[PASSAGE FOR REVIEW]
# # # #
Seattle mayor vetoes city council’s COVID relief spending bill

SEATTLE — Seattle Mayor Jenny Durkan has vetoed the city council’s spending plan that she calls irresponsible, saying it will deplete the city’s emergency and rainy-day funds.

“We are in the middle of an unprecedented public health and economic emergency,” Durkan said. “It is irresponsible to spend the entirety of our rainy day and emergency funds in the first few months of what is likely a multiyear crisis. If 2020 is any indication, no one can responsibly project that Seattle will not have additional emergencies this year and next.

“Already this year, in addition to the health and economic crisis, we have seen a significant unplanned infrastructure emergency with the closure of the West Seattle Bridge,” Durkan added.

The city entered the pandemic with a total of $127.5 million in its general fund reserves, and because of the current economic crisis, $29 million was used to help close a hole in the 2020 budget, according to the mayor.

She said the council proposes to spend $86 million on new spending and $13 million more in other new spending in the coming weeks.
# # # #
[Saved entries]
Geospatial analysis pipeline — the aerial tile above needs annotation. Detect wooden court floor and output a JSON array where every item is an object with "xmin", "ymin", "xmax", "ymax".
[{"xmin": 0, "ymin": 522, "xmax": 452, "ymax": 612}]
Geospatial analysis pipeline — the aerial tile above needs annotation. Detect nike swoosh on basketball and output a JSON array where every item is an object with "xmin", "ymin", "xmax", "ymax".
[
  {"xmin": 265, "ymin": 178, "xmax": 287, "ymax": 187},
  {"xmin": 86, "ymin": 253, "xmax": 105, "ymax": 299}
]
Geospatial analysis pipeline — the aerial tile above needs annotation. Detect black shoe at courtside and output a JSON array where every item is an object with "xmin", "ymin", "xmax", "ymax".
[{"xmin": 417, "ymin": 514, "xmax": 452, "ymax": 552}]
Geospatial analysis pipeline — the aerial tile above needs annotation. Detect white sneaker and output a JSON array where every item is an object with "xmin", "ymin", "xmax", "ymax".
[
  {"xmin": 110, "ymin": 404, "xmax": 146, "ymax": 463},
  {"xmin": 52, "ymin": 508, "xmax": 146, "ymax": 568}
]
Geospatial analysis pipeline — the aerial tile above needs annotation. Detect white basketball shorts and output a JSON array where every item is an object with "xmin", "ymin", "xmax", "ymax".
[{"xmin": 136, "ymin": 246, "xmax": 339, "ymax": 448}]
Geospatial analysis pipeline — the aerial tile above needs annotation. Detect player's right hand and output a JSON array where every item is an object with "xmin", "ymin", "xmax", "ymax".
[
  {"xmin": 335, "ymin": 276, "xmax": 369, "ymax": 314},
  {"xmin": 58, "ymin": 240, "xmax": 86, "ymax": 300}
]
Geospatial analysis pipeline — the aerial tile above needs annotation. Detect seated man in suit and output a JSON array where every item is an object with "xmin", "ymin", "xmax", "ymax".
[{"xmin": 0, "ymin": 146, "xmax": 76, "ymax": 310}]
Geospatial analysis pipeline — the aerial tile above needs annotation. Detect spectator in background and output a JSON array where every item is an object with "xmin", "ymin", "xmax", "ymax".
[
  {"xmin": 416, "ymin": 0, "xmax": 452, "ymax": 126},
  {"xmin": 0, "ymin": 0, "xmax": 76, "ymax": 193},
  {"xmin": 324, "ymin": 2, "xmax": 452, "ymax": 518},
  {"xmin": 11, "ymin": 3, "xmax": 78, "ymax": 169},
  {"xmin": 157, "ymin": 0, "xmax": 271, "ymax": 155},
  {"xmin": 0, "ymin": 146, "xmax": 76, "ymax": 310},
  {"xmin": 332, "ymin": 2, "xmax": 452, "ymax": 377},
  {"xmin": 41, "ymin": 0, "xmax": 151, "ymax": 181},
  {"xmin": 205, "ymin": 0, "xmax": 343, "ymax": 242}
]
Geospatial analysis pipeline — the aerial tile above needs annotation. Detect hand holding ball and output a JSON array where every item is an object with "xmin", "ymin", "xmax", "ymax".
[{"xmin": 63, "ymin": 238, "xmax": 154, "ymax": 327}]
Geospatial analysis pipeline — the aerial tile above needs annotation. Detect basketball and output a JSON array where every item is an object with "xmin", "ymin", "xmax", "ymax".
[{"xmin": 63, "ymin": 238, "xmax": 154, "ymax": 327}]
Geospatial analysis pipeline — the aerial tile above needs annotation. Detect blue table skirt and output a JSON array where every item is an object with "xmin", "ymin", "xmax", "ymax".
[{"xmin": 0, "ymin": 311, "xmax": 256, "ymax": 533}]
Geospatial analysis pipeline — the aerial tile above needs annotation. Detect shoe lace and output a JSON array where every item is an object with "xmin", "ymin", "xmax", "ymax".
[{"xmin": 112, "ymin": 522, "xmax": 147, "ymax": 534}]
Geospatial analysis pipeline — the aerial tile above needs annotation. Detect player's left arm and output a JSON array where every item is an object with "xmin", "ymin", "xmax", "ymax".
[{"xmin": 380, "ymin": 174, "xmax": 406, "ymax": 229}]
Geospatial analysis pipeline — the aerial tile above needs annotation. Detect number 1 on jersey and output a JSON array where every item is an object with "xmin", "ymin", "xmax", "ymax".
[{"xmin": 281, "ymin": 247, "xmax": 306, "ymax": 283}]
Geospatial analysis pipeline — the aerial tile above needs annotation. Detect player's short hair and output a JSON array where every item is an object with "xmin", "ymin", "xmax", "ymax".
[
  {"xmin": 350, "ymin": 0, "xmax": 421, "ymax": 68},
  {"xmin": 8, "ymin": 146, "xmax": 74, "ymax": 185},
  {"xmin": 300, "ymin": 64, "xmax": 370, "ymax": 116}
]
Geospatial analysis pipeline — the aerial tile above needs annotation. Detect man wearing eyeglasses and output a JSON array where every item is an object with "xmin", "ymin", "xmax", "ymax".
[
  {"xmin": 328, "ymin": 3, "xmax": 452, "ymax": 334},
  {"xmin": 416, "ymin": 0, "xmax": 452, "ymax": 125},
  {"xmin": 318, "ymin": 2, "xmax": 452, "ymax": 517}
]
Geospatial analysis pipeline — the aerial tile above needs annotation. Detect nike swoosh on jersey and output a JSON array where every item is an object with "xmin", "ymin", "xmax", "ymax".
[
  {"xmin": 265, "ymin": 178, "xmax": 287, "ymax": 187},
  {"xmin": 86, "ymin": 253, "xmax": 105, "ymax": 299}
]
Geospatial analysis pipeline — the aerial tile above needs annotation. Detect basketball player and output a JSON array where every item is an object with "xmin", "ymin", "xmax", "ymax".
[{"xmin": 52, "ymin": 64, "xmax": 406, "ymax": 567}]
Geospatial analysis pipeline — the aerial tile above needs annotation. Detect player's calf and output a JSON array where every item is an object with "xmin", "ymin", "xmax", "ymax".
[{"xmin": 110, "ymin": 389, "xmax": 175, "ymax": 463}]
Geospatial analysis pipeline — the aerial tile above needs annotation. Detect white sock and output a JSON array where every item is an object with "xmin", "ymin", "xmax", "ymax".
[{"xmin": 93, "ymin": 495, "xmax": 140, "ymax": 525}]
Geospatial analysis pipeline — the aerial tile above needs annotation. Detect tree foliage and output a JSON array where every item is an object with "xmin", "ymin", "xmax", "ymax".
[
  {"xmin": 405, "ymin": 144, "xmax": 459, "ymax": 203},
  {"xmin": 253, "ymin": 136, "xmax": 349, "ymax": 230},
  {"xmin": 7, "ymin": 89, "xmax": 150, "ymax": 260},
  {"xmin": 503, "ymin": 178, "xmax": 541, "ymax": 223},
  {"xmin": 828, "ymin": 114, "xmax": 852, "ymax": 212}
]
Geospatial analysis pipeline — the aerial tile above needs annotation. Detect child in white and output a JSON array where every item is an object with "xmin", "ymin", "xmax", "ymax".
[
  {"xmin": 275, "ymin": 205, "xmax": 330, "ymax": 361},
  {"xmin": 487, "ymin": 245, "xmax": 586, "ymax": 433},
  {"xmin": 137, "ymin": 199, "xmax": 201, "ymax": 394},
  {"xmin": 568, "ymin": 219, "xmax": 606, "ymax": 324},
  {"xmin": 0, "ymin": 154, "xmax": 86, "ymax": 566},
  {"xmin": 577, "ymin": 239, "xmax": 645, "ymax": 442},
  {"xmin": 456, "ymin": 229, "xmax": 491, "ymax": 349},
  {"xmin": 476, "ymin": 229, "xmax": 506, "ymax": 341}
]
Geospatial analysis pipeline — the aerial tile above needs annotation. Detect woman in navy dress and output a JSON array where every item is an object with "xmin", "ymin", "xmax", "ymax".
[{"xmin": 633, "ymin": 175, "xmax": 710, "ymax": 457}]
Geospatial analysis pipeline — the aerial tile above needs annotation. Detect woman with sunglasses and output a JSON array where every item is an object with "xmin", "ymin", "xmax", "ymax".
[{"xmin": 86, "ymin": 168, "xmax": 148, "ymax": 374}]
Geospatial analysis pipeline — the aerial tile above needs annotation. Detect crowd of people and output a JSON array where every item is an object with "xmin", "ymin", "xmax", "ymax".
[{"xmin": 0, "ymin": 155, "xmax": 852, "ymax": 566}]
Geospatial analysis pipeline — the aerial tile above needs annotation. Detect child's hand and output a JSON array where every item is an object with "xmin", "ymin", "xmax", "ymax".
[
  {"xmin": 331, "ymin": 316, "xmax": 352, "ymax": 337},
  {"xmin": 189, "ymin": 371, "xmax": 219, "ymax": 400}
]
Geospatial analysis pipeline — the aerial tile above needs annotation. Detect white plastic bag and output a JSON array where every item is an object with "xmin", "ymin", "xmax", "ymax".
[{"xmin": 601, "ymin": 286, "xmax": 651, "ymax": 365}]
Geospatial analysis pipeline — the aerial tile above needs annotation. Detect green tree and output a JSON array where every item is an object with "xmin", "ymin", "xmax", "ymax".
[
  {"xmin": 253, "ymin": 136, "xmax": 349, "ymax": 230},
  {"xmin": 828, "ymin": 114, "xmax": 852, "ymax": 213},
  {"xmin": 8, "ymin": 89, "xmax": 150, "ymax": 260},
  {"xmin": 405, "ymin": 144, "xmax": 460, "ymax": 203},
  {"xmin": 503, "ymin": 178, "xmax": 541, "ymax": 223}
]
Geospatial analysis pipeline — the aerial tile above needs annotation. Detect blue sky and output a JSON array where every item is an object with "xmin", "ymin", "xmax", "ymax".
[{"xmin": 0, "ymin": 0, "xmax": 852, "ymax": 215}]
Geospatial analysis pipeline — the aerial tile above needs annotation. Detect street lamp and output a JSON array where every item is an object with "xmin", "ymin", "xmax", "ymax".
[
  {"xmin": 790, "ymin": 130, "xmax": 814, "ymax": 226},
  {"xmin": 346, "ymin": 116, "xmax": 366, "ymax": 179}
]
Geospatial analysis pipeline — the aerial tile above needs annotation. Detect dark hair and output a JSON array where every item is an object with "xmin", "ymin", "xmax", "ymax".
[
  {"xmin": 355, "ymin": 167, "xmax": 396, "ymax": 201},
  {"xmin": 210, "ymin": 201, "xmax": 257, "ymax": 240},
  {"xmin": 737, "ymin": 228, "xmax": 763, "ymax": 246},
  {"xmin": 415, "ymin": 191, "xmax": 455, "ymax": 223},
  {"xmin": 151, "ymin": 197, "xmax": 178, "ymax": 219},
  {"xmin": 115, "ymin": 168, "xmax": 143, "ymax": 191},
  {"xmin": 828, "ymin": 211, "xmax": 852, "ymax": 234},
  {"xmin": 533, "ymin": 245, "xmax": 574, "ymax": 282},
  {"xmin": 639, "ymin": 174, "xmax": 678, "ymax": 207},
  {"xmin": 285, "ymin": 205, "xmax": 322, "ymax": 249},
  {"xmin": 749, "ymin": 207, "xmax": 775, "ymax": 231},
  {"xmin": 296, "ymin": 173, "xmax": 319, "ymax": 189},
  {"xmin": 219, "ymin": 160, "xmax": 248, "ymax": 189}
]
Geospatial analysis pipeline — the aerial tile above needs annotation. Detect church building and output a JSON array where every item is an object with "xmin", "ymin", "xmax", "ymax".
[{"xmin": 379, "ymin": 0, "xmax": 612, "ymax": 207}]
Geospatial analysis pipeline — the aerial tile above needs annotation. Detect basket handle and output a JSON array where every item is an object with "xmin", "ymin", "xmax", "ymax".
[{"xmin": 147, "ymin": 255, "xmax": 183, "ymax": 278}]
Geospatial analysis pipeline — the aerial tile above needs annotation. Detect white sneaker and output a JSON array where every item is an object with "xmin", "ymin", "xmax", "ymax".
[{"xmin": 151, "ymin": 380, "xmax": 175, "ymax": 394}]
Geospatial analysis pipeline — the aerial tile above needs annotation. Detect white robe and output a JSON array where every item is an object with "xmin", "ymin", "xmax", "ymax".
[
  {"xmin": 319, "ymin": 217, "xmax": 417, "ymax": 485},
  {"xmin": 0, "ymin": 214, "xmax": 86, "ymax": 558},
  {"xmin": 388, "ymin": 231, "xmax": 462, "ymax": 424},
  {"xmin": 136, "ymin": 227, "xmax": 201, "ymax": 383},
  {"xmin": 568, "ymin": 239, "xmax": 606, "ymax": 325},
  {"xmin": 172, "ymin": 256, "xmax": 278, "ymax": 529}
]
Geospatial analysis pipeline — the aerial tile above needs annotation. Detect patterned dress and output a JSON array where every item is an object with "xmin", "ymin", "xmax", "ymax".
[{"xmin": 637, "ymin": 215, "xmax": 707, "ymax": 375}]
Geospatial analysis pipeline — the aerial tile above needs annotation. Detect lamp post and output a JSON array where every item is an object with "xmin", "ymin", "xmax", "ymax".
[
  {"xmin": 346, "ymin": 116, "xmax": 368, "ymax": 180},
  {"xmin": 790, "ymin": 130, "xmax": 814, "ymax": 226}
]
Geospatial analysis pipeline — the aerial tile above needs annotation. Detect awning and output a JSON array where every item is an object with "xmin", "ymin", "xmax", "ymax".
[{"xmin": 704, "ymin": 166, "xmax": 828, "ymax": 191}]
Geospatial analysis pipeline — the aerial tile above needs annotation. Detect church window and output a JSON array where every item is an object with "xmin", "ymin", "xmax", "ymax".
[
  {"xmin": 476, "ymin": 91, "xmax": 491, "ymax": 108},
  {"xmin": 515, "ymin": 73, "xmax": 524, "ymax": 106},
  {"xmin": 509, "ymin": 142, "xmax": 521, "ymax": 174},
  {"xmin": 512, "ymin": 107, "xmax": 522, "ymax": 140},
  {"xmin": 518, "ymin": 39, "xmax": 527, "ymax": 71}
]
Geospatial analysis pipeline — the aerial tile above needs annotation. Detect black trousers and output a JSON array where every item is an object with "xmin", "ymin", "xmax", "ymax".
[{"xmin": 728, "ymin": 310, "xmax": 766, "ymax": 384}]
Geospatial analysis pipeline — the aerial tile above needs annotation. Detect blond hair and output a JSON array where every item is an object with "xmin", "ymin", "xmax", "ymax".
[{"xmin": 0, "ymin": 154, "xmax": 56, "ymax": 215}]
# # # #
[EXERCISE 1]
Answer these questions from the article about the Seattle mayor's veto:
(a) According to Durkan, which funds would the council's spending plan deplete?
(b) What unplanned infrastructure emergency does Durkan mention?
(c) What was the total in the city's general fund reserves when it entered the pandemic?
[EXERCISE 2] Quote the article about the Seattle mayor's veto from "Seattle mayor vetoes" to "and rainy-day funds.".
The material has no connection to the article about the Seattle mayor's veto.

[OUTPUT 1]
(a) The city's emergency and rainy-day funds.
(b) The closure of the West Seattle Bridge.
(c) $127.5 million.

[OUTPUT 2]
Seattle mayor vetoes city council’s COVID relief spending bill

SEATTLE — Seattle Mayor Jenny Durkan has vetoed the city council’s spending plan that she calls irresponsible, saying it will deplete the city’s emergency and rainy-day funds.